> SET TASK: Emit the data below verbatim, stripping out any pictures.

[Object position labeling entries]
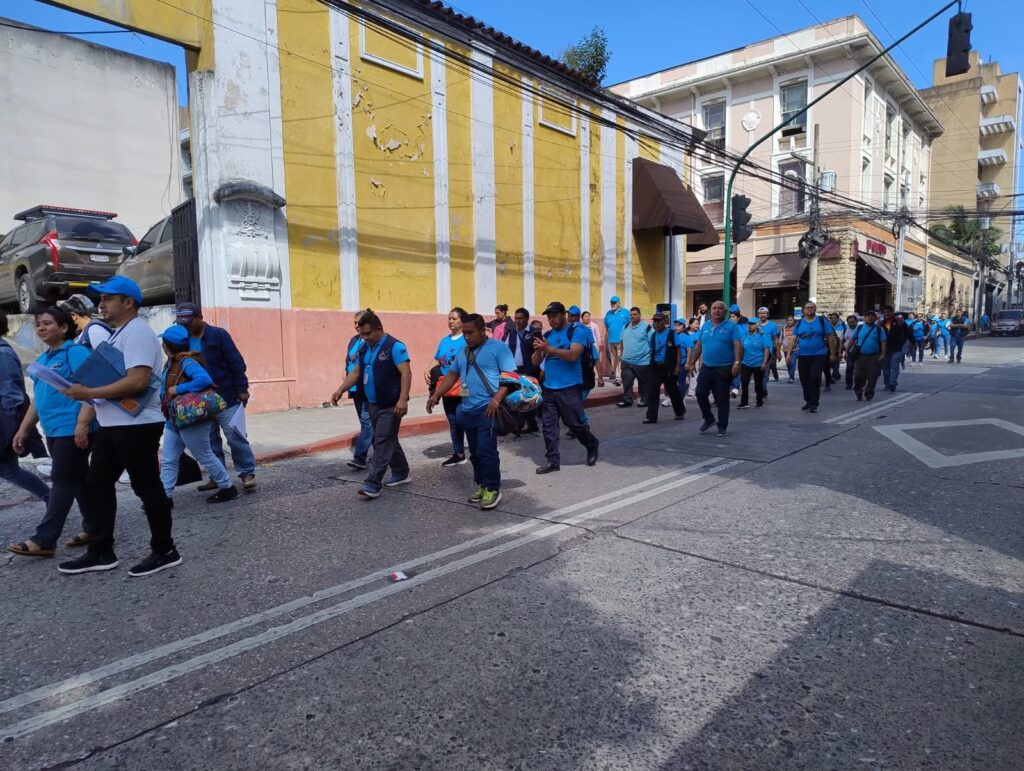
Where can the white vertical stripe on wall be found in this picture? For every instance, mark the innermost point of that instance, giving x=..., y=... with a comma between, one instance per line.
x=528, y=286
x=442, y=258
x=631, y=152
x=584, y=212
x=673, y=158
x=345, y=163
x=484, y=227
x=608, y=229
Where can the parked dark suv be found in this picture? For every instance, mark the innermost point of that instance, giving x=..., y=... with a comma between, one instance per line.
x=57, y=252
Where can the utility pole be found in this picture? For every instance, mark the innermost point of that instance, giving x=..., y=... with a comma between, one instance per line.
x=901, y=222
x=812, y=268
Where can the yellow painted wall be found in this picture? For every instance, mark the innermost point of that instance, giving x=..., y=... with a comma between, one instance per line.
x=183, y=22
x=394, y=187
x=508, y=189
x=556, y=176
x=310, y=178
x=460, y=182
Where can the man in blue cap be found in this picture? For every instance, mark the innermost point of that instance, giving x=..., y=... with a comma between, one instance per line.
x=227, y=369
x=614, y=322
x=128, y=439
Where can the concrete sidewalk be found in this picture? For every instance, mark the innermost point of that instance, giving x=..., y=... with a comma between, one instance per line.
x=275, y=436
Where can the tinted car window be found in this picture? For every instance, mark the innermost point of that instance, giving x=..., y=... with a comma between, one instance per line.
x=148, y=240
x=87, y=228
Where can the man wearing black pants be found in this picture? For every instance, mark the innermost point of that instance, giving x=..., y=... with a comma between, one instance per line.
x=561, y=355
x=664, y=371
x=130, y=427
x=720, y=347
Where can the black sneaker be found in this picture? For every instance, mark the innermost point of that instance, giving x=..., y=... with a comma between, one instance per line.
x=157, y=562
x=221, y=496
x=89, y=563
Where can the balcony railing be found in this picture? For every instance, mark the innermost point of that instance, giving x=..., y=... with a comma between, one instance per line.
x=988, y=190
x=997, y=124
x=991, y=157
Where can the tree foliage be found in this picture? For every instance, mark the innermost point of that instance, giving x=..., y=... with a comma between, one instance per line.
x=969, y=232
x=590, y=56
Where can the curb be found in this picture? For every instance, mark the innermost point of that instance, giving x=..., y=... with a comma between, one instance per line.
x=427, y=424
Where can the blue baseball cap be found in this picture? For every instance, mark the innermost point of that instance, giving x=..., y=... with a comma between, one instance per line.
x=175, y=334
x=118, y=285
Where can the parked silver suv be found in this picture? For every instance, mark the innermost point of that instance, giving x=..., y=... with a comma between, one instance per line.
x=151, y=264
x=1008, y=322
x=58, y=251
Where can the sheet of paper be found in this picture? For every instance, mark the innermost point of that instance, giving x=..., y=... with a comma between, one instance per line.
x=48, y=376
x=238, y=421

> ANSWER TO THE PROBLEM:
Where can the white vertical stripe on wall be found in this picture? For every instance, mark the innermost point of that instance, giving x=..., y=... with a comma between, one instance per line.
x=528, y=286
x=442, y=258
x=631, y=152
x=584, y=212
x=673, y=158
x=345, y=163
x=484, y=227
x=608, y=229
Where can the parked dark suv be found in this picture? For every instance, mark the innermost point of that instance, giving x=..., y=... with a comma between, one instance per line.
x=57, y=252
Where can the utility pole be found in this picture? For every instance, mark the innermost point of that instance, giving x=..., y=... with a comma between, one instance per line.
x=901, y=222
x=812, y=268
Where can the yellow painted wall be found in this picture? For every instance, mark the innermost point of that instance, giving x=..., y=... with a comma between, one instance per line.
x=183, y=22
x=394, y=187
x=508, y=189
x=556, y=176
x=310, y=178
x=460, y=182
Where can the man in blue cap be found in this picture? For every instance, mark the innermost point of that instance, giving x=..., y=... with a comma between, one instance per line.
x=227, y=369
x=614, y=322
x=128, y=439
Where can the concrete sidewalk be found in this picture? For every instance, mark the innermost point of that instance, giving x=..., y=... with a comma between, one instance per line.
x=275, y=436
Where can the tinted car window be found in this picture? For every instance, mark the innermost point of that instance, giving x=..., y=... with a comma between, one instance per line.
x=148, y=240
x=87, y=228
Where can the man wearing black pants be found in this picture? For every instance, mark the innermost point of that instance, giving x=..., y=... with a comma between, one instance per line.
x=561, y=355
x=664, y=371
x=130, y=427
x=720, y=347
Where can the black sneaker be found in this picture? For every instance, mark the innermost point of that instance, giving x=..., y=... with a comma between, one instance per line.
x=157, y=562
x=221, y=496
x=89, y=563
Where can the balcony railing be found in this picture? For every instance, mark the innermost point of that instance, giving x=..., y=... with a comma between, one instance per line.
x=988, y=190
x=997, y=124
x=991, y=157
Where can the tree foliage be found in this picture? For every instance, mark the innermost point of that instance, giving x=..., y=... with a comma between, one instance per line.
x=969, y=232
x=590, y=56
Where can the curb be found in this picture? For every instance, mark the innermost point of that instance, giving x=..., y=... with a comma between, one instance per line.
x=427, y=424
Where can the blue baseball cap be found in this picture? For every instance, mark the innermost point of that instance, giving x=..., y=... with a comma between, one instance per line.
x=175, y=334
x=118, y=285
Where can the parked silver suv be found in this picture? For every instance, mark the innermost point of that instance, giving x=..., y=... with a comma between, one instance per line.
x=151, y=264
x=1008, y=322
x=58, y=251
Where can the sheet of paper be found in this picture? For every instance, mark the innermost point of that instance, giving x=..., y=... with a comma between, one instance per line.
x=48, y=376
x=238, y=421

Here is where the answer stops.